Each line of the data has to be written out again exactly as shown.

(Segmentation mask data)
-=-=-

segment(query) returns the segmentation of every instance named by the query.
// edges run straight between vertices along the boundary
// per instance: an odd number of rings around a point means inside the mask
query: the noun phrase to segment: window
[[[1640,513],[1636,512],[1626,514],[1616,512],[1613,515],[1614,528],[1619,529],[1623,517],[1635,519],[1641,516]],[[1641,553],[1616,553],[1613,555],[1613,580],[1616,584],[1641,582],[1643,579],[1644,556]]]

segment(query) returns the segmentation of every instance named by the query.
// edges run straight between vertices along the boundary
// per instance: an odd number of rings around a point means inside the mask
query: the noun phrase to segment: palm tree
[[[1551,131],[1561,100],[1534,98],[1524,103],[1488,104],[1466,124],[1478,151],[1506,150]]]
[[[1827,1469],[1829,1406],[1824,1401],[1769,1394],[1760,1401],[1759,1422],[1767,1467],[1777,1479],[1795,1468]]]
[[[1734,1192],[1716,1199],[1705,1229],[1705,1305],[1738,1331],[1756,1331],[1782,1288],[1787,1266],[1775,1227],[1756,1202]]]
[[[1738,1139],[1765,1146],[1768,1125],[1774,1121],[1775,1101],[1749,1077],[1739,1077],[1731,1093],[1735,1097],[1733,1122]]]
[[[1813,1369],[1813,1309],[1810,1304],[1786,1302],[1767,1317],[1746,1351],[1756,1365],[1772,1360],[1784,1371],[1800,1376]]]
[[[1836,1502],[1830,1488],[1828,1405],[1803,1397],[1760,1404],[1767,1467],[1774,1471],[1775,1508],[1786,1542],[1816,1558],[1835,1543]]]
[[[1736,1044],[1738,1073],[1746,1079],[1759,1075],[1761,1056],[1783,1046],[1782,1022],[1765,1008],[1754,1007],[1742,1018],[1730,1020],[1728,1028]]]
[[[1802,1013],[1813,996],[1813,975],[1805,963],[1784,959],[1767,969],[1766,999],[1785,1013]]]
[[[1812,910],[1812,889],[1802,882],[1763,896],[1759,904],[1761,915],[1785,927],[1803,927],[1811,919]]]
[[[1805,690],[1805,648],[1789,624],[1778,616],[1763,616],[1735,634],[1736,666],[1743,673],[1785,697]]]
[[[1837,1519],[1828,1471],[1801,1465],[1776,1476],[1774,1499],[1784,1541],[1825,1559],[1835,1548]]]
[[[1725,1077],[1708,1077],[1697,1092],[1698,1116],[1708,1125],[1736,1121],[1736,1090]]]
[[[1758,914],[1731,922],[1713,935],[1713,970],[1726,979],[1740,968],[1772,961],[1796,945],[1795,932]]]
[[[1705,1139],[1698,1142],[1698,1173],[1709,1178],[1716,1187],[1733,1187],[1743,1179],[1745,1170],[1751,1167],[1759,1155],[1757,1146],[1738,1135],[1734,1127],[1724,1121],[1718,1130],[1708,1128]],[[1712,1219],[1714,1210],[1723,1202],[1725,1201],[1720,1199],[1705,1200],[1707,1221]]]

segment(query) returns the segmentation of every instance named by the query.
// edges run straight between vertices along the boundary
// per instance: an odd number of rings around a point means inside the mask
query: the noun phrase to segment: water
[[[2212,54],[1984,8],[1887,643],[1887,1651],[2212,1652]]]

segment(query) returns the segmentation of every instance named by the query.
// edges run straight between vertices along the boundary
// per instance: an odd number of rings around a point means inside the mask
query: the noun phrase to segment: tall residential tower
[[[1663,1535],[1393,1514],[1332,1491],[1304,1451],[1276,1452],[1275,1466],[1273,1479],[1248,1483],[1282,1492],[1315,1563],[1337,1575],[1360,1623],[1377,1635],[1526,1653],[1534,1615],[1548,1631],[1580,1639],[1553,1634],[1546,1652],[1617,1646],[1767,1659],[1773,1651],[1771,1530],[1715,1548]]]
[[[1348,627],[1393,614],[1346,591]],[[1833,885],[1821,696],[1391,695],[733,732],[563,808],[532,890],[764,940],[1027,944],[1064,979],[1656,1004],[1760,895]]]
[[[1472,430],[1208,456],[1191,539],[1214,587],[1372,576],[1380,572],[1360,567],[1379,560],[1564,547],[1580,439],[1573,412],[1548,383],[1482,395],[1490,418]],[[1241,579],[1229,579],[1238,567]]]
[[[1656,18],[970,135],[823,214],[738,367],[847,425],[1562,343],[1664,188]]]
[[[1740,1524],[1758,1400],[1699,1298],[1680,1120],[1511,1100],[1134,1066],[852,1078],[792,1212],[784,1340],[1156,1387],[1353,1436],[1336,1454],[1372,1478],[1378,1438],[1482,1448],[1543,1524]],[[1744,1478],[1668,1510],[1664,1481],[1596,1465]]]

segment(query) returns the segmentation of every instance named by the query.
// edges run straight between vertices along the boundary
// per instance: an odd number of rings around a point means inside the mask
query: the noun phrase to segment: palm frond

-=-=-

• **Answer below**:
segment(query) returns the segmentation of every instance named by the query.
// edges run straight between vertices along the boundary
// per instance: an odd number of rings around a point means inside the mask
query: the noun phrase to segment: window
[[[1640,513],[1636,512],[1626,514],[1616,512],[1613,515],[1614,528],[1619,529],[1623,517],[1635,519],[1641,516]],[[1641,553],[1616,553],[1613,555],[1613,580],[1616,584],[1641,582],[1643,579],[1644,556]]]

segment(query) returns the segmentation of every instance named by the query.
// edges run straight between vertices along the boundary
// per instance: an odd number of rings around a point means inside the mask
query: the noun phrase to segment: palm tree
[[[1551,131],[1561,100],[1534,98],[1524,103],[1488,104],[1466,124],[1478,151],[1506,150]]]
[[[1827,1469],[1829,1406],[1824,1401],[1769,1394],[1760,1401],[1759,1422],[1767,1467],[1777,1479],[1795,1468]]]
[[[1734,1192],[1716,1199],[1705,1229],[1705,1305],[1738,1331],[1756,1331],[1782,1288],[1787,1266],[1775,1227],[1756,1202]]]
[[[1738,1139],[1765,1146],[1768,1125],[1774,1121],[1775,1101],[1749,1077],[1739,1077],[1731,1093],[1735,1097],[1733,1122]]]
[[[1813,1369],[1813,1309],[1810,1304],[1786,1302],[1767,1317],[1746,1351],[1756,1365],[1772,1360],[1784,1371],[1800,1376]]]
[[[1836,1502],[1830,1488],[1828,1405],[1803,1397],[1760,1404],[1767,1467],[1774,1471],[1775,1508],[1786,1542],[1816,1558],[1835,1543]]]
[[[1736,1044],[1738,1073],[1746,1079],[1759,1075],[1761,1056],[1783,1046],[1782,1022],[1765,1008],[1754,1007],[1742,1018],[1730,1020],[1728,1028]]]
[[[1802,1013],[1813,996],[1813,975],[1805,963],[1784,959],[1767,969],[1766,999],[1785,1013]]]
[[[1812,910],[1812,889],[1802,882],[1763,896],[1759,904],[1761,915],[1785,927],[1803,927],[1811,919]]]
[[[1805,690],[1805,648],[1789,624],[1778,616],[1763,616],[1735,634],[1736,666],[1743,673],[1785,697]]]
[[[1837,1519],[1828,1471],[1801,1465],[1776,1476],[1774,1499],[1784,1541],[1825,1559],[1835,1548]]]
[[[1725,1077],[1708,1077],[1697,1092],[1698,1116],[1708,1125],[1736,1121],[1736,1090]]]
[[[1758,914],[1731,922],[1713,935],[1713,970],[1726,979],[1740,968],[1772,961],[1796,945],[1795,932]]]
[[[1705,1139],[1698,1142],[1698,1173],[1709,1178],[1716,1187],[1733,1187],[1743,1179],[1745,1170],[1751,1167],[1759,1155],[1757,1146],[1738,1135],[1734,1127],[1724,1121],[1718,1130],[1708,1128]],[[1712,1219],[1714,1210],[1723,1202],[1725,1201],[1720,1199],[1705,1200],[1707,1221]]]

segment(query) returns the segmentation of every instance named by the query.
// edges run straight between vertices along the boundary
// per instance: an odd number of rings around a point means inside the mask
query: the noun phrase to segment: water
[[[2212,54],[1984,8],[1887,643],[1887,1651],[2212,1652]]]

segment(query) returns the segmentation of every instance named by the query.
// edges run straight between vertices along the boundary
// per instance: an odd number of rings around a point means inside the mask
query: the noun phrase to segment: tall residential tower
[[[1663,1535],[1393,1514],[1332,1491],[1304,1451],[1276,1452],[1275,1466],[1273,1479],[1248,1483],[1282,1492],[1315,1563],[1337,1575],[1360,1623],[1377,1635],[1526,1653],[1534,1615],[1548,1631],[1580,1639],[1553,1634],[1546,1652],[1617,1646],[1767,1659],[1773,1651],[1771,1530],[1715,1548]]]
[[[1348,627],[1393,614],[1346,591]],[[1833,885],[1821,696],[1391,695],[733,732],[563,808],[532,890],[764,940],[1027,944],[1064,979],[1656,1004],[1760,895]]]
[[[1472,430],[1208,456],[1191,539],[1214,587],[1372,576],[1380,572],[1360,567],[1379,560],[1564,547],[1580,439],[1573,412],[1548,383],[1482,395],[1490,418]],[[1241,579],[1229,579],[1238,567]]]
[[[1656,18],[970,135],[823,214],[738,367],[847,425],[1562,343],[1664,188]]]
[[[1740,1524],[1758,1400],[1699,1298],[1680,1120],[1511,1100],[1134,1066],[852,1078],[792,1212],[784,1340],[1156,1387],[1353,1436],[1336,1454],[1372,1478],[1378,1438],[1482,1448],[1543,1524]],[[1744,1478],[1668,1510],[1664,1481],[1596,1465]]]

segment(query) returns the segmentation of every instance named by the query.
// edges run straight between vertices along the boundary
// per instance: an odd number of rings around a point means inside the mask
query: the noun phrase to segment: palm frond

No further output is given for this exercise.